__Required work__:
How do the lines below between the ones holding "Target: sky" and "Target: bride", inclusive, read? Give them again exactly, with no other lines.

__Excerpted data__:

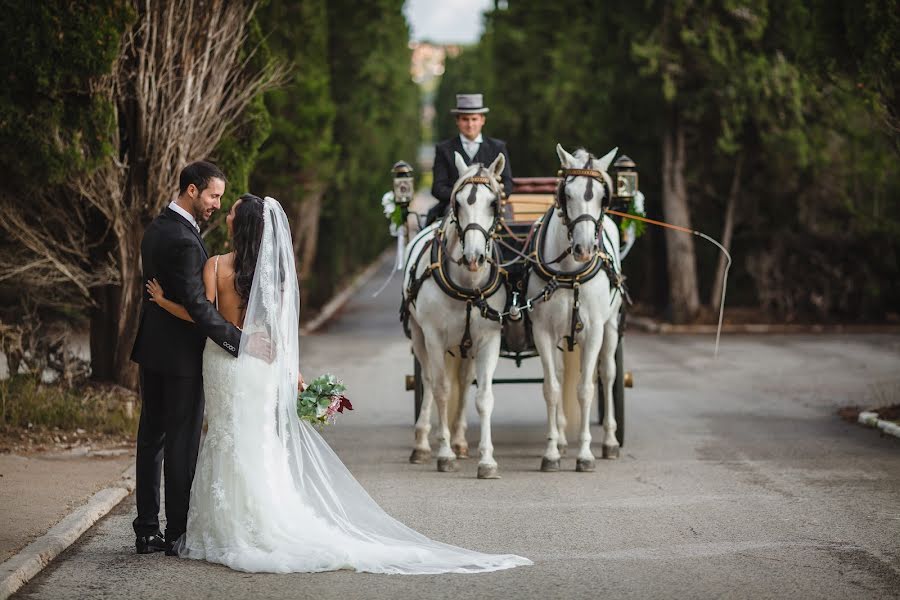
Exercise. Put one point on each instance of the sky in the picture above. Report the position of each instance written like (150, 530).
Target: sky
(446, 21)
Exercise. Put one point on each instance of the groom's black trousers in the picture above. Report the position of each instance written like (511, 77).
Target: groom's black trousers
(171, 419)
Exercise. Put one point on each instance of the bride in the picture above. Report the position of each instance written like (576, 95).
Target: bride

==

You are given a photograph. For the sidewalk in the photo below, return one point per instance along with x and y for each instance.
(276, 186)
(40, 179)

...

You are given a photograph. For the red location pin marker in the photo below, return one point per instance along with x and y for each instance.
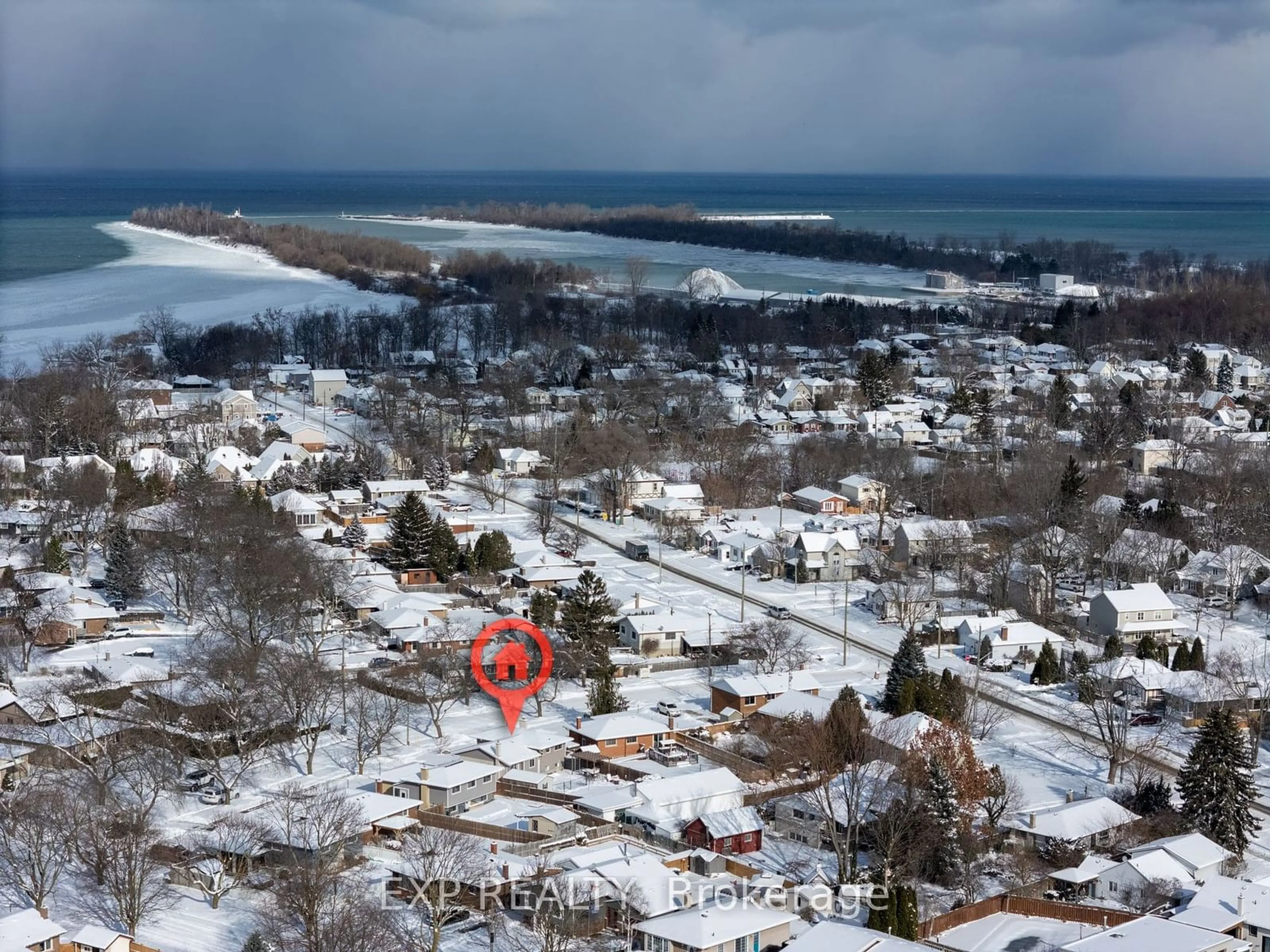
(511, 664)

__Answer to this task__:
Target: sky
(446, 21)
Exercise. Put one point on each instance of the groom's black trousers in the picture above. Report the position of each instance written like (511, 77).
Target: groom's black trousers
(171, 419)
Exercise. Put one point on each instance of the bride in the picture above. Report the position of each instance written like (576, 95).
Target: bride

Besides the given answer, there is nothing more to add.